* **Task prompt**:
Within the data below, find the string "exact" and return each line where it occurs.

[Saved data entries]
• • • • • • •

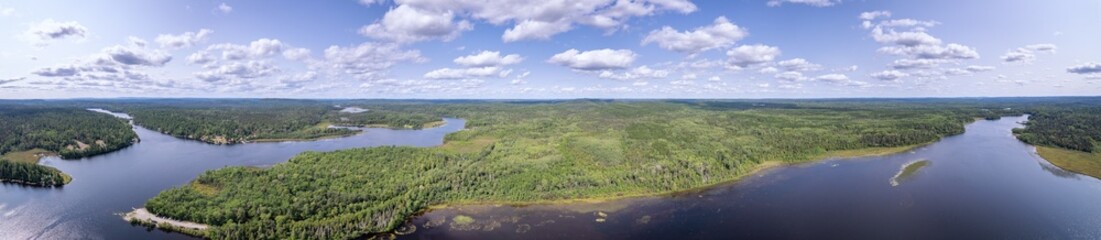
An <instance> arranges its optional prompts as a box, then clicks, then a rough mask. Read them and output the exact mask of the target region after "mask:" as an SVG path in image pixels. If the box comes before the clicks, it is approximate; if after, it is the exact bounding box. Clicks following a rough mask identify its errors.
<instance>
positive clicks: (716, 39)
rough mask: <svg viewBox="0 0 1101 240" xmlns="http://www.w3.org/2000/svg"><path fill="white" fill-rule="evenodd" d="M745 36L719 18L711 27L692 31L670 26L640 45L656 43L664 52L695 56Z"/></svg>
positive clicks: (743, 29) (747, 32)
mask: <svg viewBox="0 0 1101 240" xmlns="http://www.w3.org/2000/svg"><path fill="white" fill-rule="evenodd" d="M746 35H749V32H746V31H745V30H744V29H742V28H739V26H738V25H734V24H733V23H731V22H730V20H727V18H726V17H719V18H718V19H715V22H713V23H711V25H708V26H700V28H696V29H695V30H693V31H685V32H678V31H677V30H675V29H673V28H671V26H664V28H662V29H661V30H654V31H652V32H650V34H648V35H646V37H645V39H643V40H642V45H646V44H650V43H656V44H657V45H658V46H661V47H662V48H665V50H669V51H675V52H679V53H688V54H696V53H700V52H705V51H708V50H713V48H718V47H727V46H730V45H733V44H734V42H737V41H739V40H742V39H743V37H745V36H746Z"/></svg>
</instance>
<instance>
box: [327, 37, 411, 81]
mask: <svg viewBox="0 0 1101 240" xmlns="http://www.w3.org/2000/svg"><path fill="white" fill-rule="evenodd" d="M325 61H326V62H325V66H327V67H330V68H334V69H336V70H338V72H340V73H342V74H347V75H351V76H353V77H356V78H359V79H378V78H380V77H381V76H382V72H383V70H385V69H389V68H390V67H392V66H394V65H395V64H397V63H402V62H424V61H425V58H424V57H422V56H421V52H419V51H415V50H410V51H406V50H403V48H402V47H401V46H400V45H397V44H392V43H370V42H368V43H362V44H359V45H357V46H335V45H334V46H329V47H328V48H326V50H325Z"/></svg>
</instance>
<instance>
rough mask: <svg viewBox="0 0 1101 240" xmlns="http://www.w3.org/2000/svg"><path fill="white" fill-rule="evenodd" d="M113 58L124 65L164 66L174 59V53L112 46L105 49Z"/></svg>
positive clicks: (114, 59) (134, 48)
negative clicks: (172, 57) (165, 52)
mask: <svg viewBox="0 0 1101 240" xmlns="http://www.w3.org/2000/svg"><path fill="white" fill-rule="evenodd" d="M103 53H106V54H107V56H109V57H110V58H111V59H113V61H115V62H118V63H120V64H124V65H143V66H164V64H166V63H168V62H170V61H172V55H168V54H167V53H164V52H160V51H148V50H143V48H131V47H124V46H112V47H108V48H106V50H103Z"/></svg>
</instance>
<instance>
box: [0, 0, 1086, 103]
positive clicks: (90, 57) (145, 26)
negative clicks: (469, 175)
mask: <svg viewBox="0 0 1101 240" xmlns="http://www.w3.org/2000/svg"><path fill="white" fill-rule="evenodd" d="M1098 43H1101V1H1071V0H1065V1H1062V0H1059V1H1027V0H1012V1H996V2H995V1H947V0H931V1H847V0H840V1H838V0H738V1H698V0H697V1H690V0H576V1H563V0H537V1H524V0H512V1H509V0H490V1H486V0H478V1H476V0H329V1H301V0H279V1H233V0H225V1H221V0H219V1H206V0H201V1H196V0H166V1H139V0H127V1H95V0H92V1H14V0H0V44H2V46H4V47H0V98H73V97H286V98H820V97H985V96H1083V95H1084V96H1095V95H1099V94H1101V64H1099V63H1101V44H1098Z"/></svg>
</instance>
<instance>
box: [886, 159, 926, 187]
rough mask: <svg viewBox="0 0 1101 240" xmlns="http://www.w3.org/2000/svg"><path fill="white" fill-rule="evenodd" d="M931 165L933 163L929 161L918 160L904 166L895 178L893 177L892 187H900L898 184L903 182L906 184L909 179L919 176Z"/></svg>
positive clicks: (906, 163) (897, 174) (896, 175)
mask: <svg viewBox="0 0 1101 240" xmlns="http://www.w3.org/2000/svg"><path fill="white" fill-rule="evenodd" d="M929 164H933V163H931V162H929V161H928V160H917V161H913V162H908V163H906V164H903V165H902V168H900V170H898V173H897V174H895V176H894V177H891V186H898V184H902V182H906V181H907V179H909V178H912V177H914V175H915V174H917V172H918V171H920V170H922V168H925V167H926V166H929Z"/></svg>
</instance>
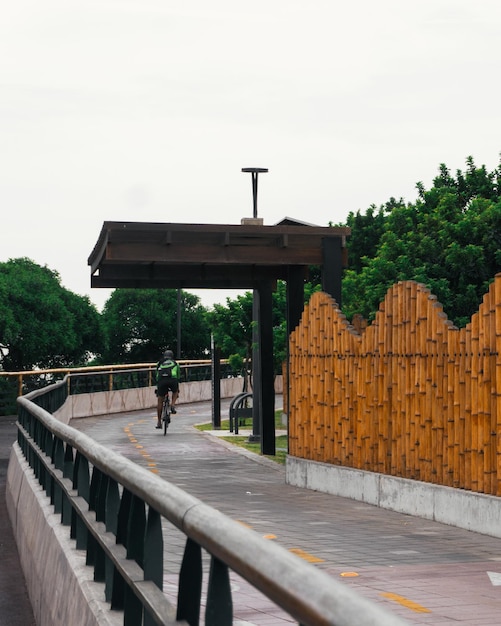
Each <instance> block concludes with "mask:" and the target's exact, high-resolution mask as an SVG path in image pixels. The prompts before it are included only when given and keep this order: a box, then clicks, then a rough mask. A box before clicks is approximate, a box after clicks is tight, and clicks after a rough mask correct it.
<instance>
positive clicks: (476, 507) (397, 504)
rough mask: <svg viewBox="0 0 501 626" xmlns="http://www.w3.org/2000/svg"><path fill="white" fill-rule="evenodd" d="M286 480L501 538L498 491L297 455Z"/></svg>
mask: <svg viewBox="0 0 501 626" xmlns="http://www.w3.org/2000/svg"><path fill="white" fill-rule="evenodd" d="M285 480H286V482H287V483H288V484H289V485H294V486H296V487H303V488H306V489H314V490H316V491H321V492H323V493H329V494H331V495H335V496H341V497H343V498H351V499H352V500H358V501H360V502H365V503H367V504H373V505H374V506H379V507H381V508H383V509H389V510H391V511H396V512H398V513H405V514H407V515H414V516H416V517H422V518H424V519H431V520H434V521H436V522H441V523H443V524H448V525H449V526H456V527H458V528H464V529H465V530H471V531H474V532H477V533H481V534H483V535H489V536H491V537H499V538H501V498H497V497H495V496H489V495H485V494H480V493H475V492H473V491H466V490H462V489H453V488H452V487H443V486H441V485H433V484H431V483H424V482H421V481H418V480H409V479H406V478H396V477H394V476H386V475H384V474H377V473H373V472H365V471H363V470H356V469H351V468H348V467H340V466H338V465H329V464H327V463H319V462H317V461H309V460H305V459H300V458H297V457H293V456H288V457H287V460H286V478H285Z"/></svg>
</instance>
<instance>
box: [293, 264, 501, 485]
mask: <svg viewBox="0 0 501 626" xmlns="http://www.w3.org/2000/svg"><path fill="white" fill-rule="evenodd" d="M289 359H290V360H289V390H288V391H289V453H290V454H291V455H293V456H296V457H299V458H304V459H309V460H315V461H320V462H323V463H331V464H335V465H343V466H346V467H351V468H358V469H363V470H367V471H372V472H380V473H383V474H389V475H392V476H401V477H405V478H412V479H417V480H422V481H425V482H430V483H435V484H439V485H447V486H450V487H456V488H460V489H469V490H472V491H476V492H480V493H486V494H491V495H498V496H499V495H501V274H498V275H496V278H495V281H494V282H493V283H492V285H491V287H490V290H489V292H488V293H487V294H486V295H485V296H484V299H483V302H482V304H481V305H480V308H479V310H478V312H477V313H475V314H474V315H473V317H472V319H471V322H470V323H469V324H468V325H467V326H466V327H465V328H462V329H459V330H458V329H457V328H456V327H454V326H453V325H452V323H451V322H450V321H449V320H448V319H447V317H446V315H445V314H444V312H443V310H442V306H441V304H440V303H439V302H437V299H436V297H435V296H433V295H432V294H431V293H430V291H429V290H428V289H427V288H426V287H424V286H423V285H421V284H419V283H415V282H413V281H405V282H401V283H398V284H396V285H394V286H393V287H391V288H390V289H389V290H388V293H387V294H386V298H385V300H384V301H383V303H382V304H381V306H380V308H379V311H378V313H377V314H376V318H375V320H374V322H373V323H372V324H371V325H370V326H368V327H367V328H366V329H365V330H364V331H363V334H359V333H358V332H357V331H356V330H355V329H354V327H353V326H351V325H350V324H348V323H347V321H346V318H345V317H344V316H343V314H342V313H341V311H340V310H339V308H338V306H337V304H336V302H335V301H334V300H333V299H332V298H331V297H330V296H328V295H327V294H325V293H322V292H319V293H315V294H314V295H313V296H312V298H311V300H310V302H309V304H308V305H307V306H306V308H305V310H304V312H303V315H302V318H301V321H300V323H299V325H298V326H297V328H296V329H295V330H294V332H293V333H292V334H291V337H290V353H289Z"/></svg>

• • • • • • •

* **Result for this exercise**:
An <instance> arranges its optional prompts as a box, then clicks, then a rough mask. Read them and output the exact mask of the target region after "mask:" as an SVG path in image pixels. If the box comes before the clicks, it is approximate; if after, it is the exact bounding box. Clicks following a rough mask identify its errors.
Each <instance> block concludes with "mask:" and the target's exact, high-resolution mask as an SVG path in image pixels. The prompts before it are included only when given and keep this order: a box, then clicks, then a rough mask. A box before clicks is approximate, a box after clicks is tight, and clicks after a rough mask correct it.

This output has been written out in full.